* _Challenge a_: Return the part of the PostgreSQL text below that begins at the words "-- Check current" and stops after "are the culprit.", copied word for word.

* _Selection_:
________________________________________
Disk space considerations : When PostgreSQL materializes a CTE, it writes the entire result set to disk (specifically to temporary files in pgsql_tmp if the data exceeds work_mem ). For a CTE returning millions of rows with wide columns, this can consume gigabytes of temporary disk space. If your server has limited temp storage or you're running multiple concurrent queries with materialized CTEs, you risk filling up disk space and crashing queries.

Monitor your disk space usage with:

-- Check current temp file usage
SELECT temp_files, temp_bytes
FROM pg_stat_database
WHERE datname = current_database();

If you see high temp file usage, consider whether your materialized CTEs are the culprit.

3. Overly Simple Cases

Don't use a CTE just because you can:

-- Overkill
WITH active AS (
    SELECT * FROM users WHERE active = true
)
SELECT name FROM active;

-- Just write this
SELECT name FROM users WHERE active = true;

CTEs add cognitive overhead. If the query is already simple and clear, keep it that way.

4. When Views or Temp Tables Are Better

If you're using the same CTE logic across multiple queries, consider:

  • Views : For reusable query logic that doesn't need to be materialized
  • Materialized Views : For expensive computations that can be refreshed periodically
  • Temporary Tables : For intermediate results needed across multiple statements in a transaction

5. Recursive CTEs Without Termination Conditions

Always ensure your recursive CTEs will terminate:

-- Dangerous: could run forever with circular references
WITH RECURSIVE bad AS (
    SELECT id, parent_id FROM nodes WHERE id = 1
    UNION ALL
    SELECT n.id, n.parent_id FROM nodes n JOIN bad b ON n.parent_id = b.id
)
________________________________________
* _Source data_:

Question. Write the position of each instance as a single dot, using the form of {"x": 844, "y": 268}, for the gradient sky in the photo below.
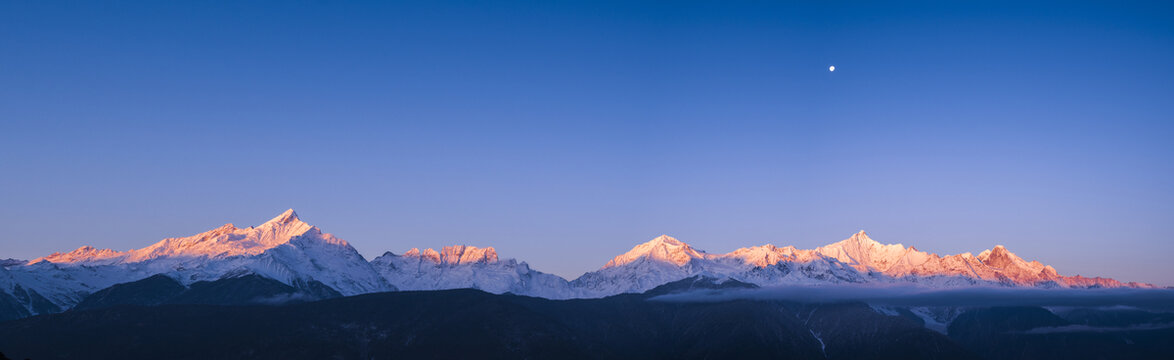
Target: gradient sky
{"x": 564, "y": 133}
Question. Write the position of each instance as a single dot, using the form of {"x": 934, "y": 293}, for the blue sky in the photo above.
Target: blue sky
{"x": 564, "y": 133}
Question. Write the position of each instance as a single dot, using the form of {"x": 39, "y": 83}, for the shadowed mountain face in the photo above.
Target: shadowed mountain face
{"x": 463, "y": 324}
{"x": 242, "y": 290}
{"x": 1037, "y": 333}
________________________________________
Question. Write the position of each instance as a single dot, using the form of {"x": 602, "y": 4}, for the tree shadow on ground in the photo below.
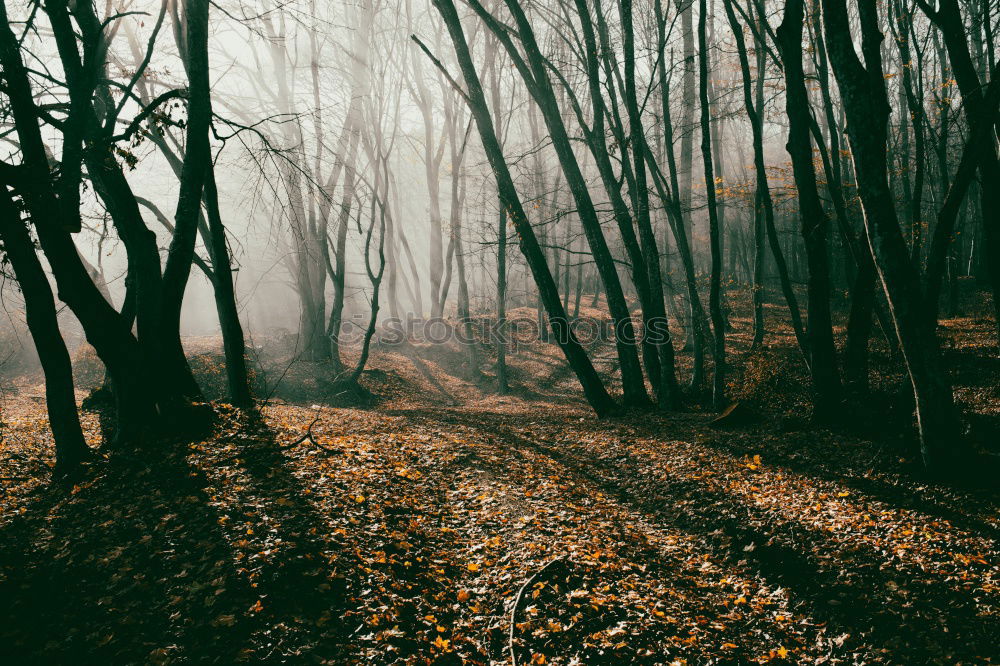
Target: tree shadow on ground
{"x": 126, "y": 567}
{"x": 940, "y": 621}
________________________________________
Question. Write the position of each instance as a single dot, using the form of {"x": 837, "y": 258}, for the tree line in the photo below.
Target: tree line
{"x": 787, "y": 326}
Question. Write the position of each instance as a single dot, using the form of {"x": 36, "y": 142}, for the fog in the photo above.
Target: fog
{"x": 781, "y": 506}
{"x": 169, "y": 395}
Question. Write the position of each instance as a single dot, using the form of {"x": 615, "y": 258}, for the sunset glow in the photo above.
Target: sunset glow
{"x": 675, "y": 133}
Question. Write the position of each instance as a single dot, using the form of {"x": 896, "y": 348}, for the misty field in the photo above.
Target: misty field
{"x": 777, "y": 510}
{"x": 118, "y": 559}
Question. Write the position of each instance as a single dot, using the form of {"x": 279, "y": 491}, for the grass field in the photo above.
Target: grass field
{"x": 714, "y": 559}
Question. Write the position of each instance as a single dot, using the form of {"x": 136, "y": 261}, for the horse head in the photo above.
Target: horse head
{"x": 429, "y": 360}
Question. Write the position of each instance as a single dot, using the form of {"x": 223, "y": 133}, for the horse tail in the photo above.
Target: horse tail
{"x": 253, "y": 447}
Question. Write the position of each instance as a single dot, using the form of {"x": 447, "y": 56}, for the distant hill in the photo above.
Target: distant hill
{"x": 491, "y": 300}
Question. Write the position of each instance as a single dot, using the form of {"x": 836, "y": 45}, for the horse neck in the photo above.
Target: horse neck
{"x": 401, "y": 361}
________________________________________
* _Challenge b_: Collect every line of the records above that contains the word "neck", and copy each of those lines unchanged.

* _Exercise result a_:
-- Check current temp file usage
SELECT temp_files, temp_bytes
FROM pg_stat_database
WHERE datname = current_database();

If you see high temp file usage, consider whether your materialized CTEs are the culprit.

* _Exercise result b_:
Question. Write the position of each instance as a single dot, using the form of {"x": 836, "y": 45}, for the horse neck in the photo above.
Target: horse neck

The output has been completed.